---- Given text

Choreographer Noemie LaFrance is one of three dancers profiled in Gilmore’s video series. Like Sparks, LaFrance related her dancing to riding a wave: you have to understand the language of your body and know how far you can push it. You also need “to let go and let the music or the wave take over.”
Sparks, who performed with Diablo Ballet from 1997 through 1999, is fervent about both dance and surfing.
As a young adult attending junior college, Sparks went with a friend to a jazz class. “It was cathartic, just an incredible opening for me. The seas parted and I knew this was what I wanted to do,” he said, describing how he first got interested in dancing. Sixteen classes a week for the next year, studying ballet with Sally Streets at the Berkeley Ballet Theater, training in New Orleans, New York and Boston was how Sparks spent his next four years. In 1986 he got his first professional gig with the Boston Ballet; then came stints with the Sacramento Ballet, Dennis Wayne Dancers, Cleveland/San Jose Ballet and the Miami City Ballet, where he performed as soloist dancer for seven years – and where he really got into surfing with a vengance.
After his three years with Diablo Ballet, Sparks decided he needed to make a big change. “I knew I didn’t want to dance anymore. My heart just wasn’t in it. I realized that dance was one part of life but there are so many others. I wanted to surf and just enjoy life,” he said.
So, after dancing for 18 years, at 35 years old, Sparks “reinvented” himself, something he said he has done many times. He got into sales – mostly selling medical equipment and medical software – and was quite successful at it. He was no longer the “poor dancer.” It also afforded him more time to surf.
But he found that he actually missed dancing. So, when approached by a friend three years later and asked to perform in The Nutcracker, he accepted. And he’s continued dancing ever since.
He also continued his sales career until 2011 when he felt it was time to get into something else, to again reinvent himself. Yoga had always been a big part of his life. In fact, following a serious bicycle accident in 2007, Sparks said yoga was a very important part of his rehabilitation. So he began practicing more and became a certified yoga instructor.
Sparks is 49 years old and although he looks years younger, I couldn’t help but ask him if his body feels vastly different now when he’s dancing or surfing. “I actually feel better now in terms of knowing how to use my energy,” he said. “I may have had more energy when I was younger, but I know how to use it now. When I dance, I don’t necessarily kill it at every rehearsal. I save the energy for the performance. I’ve developed the ability to step on and off the accelerator. That comes from experience.”
Today, Sparks, practices and teaches yoga, is a certified Tai yoga masseuse, teaches dance at several dance companies throughout the Bay Area, and continues to perform with several different companies. He performed in a musical theater production last year and loved it. He also meditates, skateboards and plays guitar.
And, of course, he continues surfing – as frequently as he can!
Diane Claytor, a Chicago native, has spent most of her adult life living in the East Bay and working for several different non-profit organizations. Although admittedly not a dance aficionado, she enjoys all types of music and is probably happiest when she’s plugged into her mp3 player listening to whatever the mood dictates.

--------
---- Data extracts

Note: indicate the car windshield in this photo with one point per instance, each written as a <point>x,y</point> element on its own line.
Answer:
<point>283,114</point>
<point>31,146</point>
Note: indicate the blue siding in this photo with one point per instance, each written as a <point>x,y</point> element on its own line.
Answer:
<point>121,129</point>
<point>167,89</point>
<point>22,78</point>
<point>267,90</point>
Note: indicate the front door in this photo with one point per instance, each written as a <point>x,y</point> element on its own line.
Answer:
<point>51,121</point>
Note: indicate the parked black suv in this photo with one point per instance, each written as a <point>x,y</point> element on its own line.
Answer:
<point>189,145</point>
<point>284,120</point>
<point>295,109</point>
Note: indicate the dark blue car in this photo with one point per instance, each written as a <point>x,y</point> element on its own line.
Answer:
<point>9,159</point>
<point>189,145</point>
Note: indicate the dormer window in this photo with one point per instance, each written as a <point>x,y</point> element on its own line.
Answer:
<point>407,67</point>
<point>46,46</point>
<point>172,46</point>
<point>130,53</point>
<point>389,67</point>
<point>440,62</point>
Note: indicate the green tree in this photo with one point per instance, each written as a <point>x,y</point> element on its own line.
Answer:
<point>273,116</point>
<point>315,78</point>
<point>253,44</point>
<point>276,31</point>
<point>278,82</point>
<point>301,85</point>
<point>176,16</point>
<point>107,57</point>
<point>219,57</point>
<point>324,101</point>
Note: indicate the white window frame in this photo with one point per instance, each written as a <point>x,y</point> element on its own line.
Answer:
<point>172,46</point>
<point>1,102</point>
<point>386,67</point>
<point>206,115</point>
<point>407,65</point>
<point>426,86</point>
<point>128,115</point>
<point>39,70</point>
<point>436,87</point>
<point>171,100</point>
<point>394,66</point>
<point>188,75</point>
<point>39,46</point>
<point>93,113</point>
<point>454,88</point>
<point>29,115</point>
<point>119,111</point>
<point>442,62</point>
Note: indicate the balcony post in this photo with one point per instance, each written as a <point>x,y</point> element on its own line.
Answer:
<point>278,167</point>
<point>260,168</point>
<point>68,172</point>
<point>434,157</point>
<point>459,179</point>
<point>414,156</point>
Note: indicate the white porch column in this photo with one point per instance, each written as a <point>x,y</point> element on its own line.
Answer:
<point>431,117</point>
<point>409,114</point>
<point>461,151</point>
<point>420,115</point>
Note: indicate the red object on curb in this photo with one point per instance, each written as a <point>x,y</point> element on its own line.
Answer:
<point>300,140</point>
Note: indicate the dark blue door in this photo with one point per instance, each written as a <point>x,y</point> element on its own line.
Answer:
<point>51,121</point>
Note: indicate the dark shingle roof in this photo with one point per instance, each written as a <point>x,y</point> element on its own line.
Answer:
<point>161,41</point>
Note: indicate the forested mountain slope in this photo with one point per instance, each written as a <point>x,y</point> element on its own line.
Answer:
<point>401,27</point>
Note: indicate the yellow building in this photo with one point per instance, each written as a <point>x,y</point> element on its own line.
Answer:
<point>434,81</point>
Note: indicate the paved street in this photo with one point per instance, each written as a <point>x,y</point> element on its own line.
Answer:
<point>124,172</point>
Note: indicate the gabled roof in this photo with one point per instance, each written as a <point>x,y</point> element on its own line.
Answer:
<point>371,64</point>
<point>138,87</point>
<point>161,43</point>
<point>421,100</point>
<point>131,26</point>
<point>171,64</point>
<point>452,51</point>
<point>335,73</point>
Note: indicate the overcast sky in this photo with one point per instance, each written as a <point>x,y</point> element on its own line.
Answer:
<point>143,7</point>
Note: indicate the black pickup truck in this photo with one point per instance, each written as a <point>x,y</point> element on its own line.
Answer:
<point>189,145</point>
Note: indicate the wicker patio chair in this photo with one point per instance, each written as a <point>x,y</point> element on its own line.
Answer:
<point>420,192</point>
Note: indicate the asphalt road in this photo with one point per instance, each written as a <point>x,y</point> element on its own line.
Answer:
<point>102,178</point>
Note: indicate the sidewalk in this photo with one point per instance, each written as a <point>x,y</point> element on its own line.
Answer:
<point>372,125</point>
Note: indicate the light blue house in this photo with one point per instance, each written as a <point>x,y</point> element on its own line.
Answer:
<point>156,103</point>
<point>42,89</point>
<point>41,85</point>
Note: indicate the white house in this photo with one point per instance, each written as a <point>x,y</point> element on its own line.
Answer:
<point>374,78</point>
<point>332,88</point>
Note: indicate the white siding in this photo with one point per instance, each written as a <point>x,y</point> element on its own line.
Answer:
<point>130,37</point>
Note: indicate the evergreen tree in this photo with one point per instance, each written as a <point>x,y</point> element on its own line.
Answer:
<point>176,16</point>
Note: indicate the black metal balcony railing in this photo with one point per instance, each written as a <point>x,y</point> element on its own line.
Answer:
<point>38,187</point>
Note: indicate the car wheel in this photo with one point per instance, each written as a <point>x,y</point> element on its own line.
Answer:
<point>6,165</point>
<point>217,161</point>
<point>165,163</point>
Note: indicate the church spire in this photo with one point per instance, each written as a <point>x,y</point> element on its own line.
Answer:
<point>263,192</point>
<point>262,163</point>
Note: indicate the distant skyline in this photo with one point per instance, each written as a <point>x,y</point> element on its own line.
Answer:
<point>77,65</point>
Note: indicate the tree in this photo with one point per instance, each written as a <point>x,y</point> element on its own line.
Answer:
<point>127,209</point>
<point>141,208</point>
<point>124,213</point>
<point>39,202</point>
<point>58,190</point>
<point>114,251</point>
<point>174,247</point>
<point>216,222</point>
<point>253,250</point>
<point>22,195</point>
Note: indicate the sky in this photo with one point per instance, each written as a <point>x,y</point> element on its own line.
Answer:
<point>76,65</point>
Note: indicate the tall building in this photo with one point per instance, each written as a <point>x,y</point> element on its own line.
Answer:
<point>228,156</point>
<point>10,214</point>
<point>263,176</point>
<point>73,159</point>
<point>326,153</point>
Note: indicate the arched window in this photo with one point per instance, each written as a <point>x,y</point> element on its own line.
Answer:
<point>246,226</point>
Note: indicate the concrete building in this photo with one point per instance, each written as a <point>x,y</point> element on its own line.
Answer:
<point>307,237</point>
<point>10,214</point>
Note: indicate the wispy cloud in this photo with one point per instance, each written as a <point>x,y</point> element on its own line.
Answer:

--------

- Your objective
Rewrite the profile of Sparks from "But he found" to "certified yoga instructor.", using "skiing accident" in place of "bicycle accident".

- Result for this task
But he found that he actually missed dancing. So, when approached by a friend three years later and asked to perform in The Nutcracker, he accepted. And he’s continued dancing ever since.
He also continued his sales career until 2011 when he felt it was time to get into something else, to again reinvent himself. Yoga had always been a big part of his life. In fact, following a serious skiing accident in 2007, Sparks said yoga was a very important part of his rehabilitation. So he began practicing more and became a certified yoga instructor.